■ **Work to do**
Please update the lines of the listing that start with the line containing "the metal sign" and go on through the line containing "635 218 657 317" by replacing "metal" with "steel". Give back only those lines, with nothing else changed.

[Bounding-box listing]

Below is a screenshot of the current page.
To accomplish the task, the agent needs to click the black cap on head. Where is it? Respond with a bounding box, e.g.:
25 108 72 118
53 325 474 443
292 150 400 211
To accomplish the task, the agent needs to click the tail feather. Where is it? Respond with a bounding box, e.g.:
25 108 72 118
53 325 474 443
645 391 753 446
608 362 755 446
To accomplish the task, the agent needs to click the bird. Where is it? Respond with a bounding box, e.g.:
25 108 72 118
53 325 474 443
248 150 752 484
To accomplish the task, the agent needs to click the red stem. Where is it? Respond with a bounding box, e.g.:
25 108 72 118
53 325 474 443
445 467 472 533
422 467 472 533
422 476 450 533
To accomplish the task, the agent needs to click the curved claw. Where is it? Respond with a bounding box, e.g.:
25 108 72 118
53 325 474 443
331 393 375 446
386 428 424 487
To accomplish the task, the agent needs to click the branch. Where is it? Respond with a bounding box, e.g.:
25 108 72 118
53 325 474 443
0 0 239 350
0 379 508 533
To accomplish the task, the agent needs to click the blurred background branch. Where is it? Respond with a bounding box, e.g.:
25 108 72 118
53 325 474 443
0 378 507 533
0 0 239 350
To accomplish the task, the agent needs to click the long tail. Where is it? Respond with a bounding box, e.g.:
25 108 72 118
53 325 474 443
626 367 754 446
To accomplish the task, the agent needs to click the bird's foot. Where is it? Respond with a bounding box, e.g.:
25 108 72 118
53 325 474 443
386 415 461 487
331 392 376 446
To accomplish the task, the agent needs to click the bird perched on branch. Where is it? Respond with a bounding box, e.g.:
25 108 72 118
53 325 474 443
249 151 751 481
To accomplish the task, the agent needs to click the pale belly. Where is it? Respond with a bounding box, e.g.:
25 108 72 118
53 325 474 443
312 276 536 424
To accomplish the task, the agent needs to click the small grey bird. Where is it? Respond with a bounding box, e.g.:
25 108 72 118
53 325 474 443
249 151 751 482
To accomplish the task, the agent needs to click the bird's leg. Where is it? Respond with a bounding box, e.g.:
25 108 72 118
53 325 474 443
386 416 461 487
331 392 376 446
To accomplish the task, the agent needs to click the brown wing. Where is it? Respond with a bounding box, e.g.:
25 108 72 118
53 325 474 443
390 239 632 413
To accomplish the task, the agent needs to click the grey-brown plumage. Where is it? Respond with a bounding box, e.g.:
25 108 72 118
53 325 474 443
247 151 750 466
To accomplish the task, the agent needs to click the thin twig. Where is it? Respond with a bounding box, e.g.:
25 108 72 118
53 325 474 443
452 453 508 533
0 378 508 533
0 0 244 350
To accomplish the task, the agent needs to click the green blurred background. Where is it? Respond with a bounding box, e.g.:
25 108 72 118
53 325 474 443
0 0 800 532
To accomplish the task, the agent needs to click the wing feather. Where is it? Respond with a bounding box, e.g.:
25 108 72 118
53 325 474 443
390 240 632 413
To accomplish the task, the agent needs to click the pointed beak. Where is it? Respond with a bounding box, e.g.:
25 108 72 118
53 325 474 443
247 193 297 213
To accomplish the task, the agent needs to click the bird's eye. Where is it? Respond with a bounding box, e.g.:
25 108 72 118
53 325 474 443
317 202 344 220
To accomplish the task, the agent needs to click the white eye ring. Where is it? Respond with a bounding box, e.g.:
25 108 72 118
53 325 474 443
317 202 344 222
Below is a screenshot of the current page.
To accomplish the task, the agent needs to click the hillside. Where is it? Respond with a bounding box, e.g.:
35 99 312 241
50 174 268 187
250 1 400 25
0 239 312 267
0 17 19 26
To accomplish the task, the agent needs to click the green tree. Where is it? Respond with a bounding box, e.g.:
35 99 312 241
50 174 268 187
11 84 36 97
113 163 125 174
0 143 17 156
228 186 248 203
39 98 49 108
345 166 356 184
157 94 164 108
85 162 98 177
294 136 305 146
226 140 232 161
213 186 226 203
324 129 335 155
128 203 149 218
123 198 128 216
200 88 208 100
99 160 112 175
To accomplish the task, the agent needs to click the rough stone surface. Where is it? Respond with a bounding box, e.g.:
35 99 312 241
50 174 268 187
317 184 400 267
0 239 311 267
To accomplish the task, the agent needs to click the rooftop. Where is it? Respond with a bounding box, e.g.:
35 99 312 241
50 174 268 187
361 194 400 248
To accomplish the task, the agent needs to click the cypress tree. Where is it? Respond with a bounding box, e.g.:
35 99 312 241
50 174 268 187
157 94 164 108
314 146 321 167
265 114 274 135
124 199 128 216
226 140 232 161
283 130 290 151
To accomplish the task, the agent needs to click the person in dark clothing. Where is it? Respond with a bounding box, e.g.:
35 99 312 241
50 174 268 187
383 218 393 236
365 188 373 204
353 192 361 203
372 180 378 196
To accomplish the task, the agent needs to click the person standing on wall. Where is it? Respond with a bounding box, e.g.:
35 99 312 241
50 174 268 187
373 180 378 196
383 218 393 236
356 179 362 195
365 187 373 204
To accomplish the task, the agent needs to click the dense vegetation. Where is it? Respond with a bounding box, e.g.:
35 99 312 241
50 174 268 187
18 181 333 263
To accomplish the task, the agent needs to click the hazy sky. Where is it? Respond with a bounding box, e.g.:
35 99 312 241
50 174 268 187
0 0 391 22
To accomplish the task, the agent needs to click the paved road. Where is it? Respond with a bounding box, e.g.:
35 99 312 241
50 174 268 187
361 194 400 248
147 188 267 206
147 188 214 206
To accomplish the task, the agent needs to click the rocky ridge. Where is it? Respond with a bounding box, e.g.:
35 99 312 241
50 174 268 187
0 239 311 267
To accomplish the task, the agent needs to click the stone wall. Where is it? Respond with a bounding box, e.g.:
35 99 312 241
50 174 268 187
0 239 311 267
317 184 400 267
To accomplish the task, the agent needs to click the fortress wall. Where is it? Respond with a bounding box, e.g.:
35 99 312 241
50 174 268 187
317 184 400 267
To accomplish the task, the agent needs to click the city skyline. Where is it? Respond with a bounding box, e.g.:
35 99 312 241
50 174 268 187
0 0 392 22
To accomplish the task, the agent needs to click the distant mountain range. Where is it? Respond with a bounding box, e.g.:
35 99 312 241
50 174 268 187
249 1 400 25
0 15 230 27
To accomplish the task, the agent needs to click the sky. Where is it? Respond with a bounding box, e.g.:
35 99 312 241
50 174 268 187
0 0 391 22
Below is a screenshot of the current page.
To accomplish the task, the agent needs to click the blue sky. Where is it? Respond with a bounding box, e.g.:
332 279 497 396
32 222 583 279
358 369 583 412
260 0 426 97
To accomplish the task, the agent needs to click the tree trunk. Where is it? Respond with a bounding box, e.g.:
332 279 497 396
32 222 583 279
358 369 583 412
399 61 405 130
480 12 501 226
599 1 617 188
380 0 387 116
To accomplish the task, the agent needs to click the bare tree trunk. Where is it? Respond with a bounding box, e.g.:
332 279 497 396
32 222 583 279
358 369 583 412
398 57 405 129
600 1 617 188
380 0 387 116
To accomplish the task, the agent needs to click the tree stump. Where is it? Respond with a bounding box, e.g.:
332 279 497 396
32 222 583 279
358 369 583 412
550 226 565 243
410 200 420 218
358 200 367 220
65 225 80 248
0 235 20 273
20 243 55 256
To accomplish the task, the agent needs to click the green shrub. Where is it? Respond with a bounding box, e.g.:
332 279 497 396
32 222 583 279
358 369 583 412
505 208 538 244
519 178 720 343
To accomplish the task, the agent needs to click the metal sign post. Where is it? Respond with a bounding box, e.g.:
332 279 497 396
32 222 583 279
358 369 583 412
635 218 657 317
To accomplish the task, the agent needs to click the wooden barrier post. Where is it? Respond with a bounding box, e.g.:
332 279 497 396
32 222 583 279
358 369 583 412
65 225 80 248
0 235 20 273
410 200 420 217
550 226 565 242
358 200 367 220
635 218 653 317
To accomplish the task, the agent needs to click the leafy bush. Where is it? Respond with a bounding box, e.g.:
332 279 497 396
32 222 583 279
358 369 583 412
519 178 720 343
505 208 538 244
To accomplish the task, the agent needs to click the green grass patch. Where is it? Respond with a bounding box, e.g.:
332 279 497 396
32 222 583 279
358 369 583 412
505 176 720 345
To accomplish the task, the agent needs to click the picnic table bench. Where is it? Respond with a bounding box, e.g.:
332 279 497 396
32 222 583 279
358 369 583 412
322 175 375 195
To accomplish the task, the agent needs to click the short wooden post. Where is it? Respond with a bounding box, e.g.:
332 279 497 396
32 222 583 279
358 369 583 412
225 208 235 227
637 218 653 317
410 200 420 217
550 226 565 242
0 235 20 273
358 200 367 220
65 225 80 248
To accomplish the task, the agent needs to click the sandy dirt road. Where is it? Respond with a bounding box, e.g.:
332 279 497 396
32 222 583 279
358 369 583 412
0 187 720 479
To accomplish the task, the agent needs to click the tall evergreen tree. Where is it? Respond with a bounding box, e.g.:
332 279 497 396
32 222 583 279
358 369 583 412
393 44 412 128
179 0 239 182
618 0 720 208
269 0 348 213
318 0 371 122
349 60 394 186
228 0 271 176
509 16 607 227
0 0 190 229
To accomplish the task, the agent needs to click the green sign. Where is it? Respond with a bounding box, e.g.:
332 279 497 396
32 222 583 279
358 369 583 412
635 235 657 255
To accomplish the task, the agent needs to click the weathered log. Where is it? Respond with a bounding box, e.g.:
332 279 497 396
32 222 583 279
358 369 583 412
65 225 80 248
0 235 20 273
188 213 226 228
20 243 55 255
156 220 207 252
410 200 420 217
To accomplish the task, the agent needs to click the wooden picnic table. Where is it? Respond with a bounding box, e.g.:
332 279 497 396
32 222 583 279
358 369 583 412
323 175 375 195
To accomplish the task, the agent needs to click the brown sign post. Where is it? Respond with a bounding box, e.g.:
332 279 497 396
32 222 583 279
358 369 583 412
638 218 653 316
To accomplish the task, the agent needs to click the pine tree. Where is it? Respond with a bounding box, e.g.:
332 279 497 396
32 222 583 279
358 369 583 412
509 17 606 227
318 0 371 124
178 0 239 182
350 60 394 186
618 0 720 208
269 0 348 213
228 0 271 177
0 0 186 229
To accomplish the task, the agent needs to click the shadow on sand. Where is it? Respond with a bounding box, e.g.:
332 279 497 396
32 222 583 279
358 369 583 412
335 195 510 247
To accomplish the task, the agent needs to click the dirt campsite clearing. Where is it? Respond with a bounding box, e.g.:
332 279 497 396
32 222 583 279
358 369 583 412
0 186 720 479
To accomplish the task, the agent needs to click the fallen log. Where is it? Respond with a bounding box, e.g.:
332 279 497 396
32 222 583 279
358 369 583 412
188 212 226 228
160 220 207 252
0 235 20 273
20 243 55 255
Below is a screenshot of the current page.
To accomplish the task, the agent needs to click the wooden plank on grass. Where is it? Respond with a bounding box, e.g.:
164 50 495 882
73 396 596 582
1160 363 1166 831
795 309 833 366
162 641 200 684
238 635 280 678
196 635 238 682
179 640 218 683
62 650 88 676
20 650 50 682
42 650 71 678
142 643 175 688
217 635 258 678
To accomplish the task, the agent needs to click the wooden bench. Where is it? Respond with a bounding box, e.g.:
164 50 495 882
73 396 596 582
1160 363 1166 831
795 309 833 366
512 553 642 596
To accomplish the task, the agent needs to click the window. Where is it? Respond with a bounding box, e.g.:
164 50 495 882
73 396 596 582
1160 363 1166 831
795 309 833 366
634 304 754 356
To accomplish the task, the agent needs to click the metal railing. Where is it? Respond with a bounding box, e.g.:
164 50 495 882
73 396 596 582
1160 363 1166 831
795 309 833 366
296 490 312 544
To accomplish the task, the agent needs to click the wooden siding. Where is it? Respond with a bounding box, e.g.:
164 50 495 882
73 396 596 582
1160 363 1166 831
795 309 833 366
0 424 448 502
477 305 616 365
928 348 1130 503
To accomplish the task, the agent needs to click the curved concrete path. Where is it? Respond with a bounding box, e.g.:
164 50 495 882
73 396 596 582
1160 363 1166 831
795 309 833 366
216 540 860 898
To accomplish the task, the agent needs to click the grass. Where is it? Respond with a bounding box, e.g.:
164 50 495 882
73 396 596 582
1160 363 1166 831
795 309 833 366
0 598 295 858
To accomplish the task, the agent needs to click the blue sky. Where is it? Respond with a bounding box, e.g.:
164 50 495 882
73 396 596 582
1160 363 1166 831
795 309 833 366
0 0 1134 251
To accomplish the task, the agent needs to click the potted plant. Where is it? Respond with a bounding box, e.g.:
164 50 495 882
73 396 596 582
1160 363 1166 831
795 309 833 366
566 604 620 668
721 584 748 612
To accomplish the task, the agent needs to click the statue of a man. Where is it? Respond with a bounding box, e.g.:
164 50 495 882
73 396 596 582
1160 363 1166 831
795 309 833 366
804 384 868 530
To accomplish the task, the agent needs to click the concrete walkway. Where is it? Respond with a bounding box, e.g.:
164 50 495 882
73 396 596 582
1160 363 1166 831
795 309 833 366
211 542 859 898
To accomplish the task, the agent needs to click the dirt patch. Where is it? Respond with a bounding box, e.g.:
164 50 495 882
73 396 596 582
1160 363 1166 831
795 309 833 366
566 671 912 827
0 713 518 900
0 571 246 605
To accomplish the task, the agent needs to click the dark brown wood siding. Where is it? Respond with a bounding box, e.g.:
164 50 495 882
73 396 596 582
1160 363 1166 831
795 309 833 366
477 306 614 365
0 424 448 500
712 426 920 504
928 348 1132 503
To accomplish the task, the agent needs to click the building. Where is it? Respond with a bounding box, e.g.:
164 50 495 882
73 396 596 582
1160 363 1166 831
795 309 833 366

■ **Task result**
To accomplish the task, the agent needs to click the steel sign post. Where is it? Respond with a bounding box, e.g.:
332 279 497 396
32 222 583 279
358 369 583 412
635 218 657 317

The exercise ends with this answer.